◆ Requirements
Rewrite the passage of the repeated LIS deletion problem between "Given an array" and "that ends first.", inclusive, putting "non-negative" in place of "positive".

◆ Document extract
Given an array arr[0..n-1] of positive element. The task is to print remaining elements of arr[] after repeated deletion of LIS (of size greater than 1). If there are multiple LIS with same length, we need to choose the LIS that ends first.

Examples:

Input : arr[] = {1, 2, 5, 3, 6, 4, 1}
Output : 1
Explanation : 
{1, 2, 5, 3, 6, 4, 1} - {1, 2, 5, 6} = {3, 4, 1}
{3, 4, 1} - {3, 4} = {1}

Input : arr[] = {1, 2, 3, 1, 5, 2}
Output : -1
Explanation : 
{1, 2, 3, 1, 5, 2} - {1, 2, 3, 5} = {1, 2}
{1, 2} - {1, 2} = {}

Input : arr[] = {5, 3, 2}
Output : 3


We repeatedly find LIS and remove its elements from array.

// input vector array = arr[]
// max-sum LIS vector array = maxArray[]
while (arr.size())
{
    // find LIS 
    lis = findLIS(arr, arr.size());
    if (lis.size() < 2)
        break;

    // Remove lis elements from current array. Note
    // that both lis[] and arr[] are sorted in
    // increasing order.
    for (i=0; i<arr.size() && lis.size()>0; i++)
    {
        if (arr[i] == lis[0])
        {            
            // Remove lis element from arr[]
            arr.erase(arr.begin()+i) ;
            i--;

            // erase the element from lis[]. This is
            // needed to make sure that next element
            // to be removed is first element of lis[]
            lis.erase(lis.begin()) ;          
        }
    }
}
// print remaining element of array
for (i=0; i<arr.size(); i++)
    cout  << arr[i] << " ";
if (i == 0)
    cout << "-1";
/* C++ program to find size of array after repeated
  deletion of LIS */
#include <bits/stdc++.h>
using namespace std;
  
// Function to construct Maximum Sum LIS
vector<int> findLIS(vector<int> arr, int n)
{
    // L[i] - The Maximum Sum Increasing
    // Subsequence that ends with arr[i]
    vector <vector<int> > L(n);
  
    // L[0] is equal to arr[0]
    L[0].push_back(arr[0]);
  
    // start from index 1
    for (int i = 1; i < n; i++)
    {
        // for every j less than i
        for (int j = 0; j < i; j++)
        {
            /* L[i] = {MaxSum(L[j])} + arr[i]
            where j < i and arr[j] < arr[i] */
            if (arr[i] > arr[j])

◆ Data segment
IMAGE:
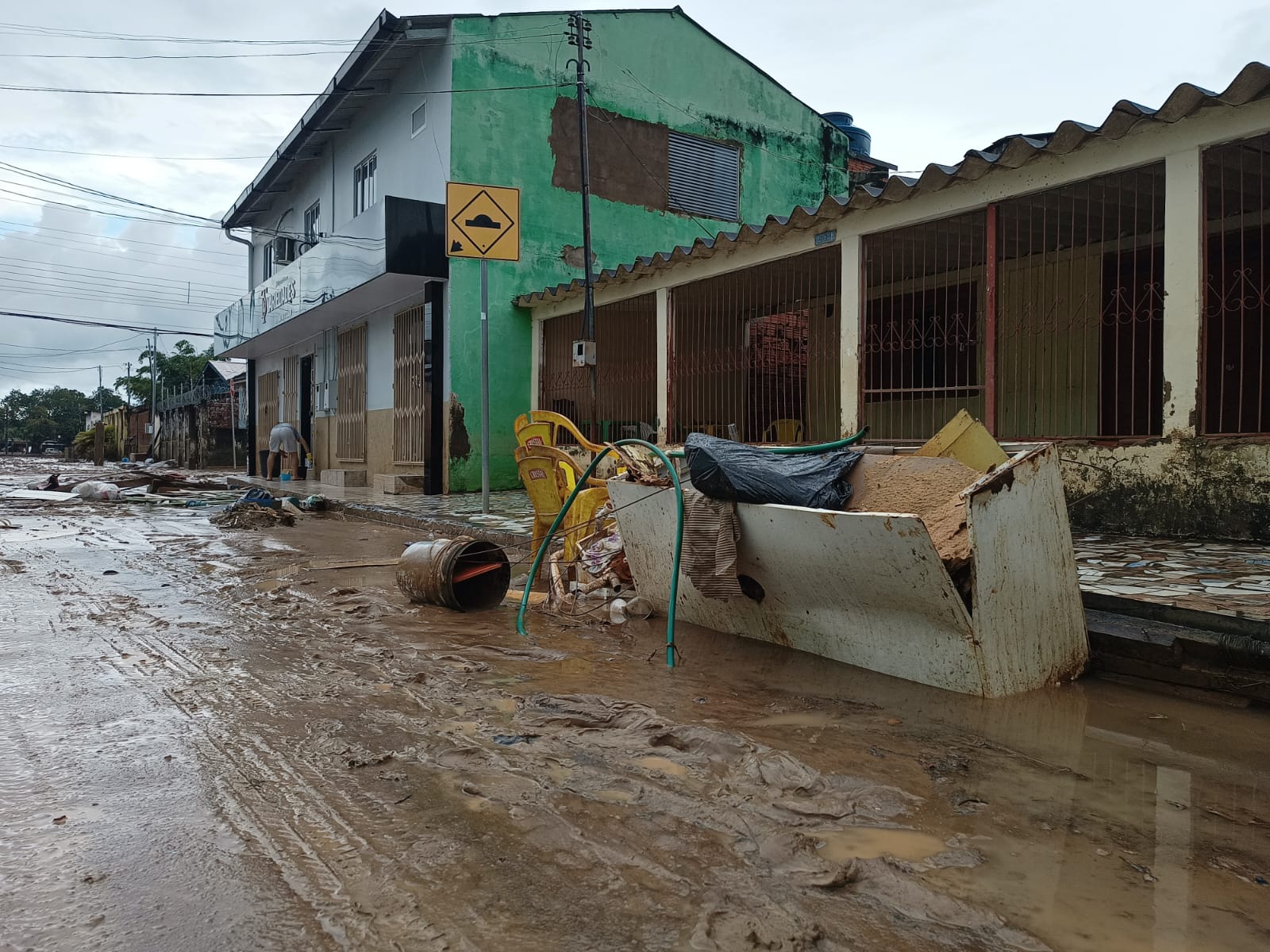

◆ Right answer
Given an array arr[0..n-1] of non-negative element. The task is to print remaining elements of arr[] after repeated deletion of LIS (of size greater than 1). If there are multiple LIS with same length, we need to choose the LIS that ends first.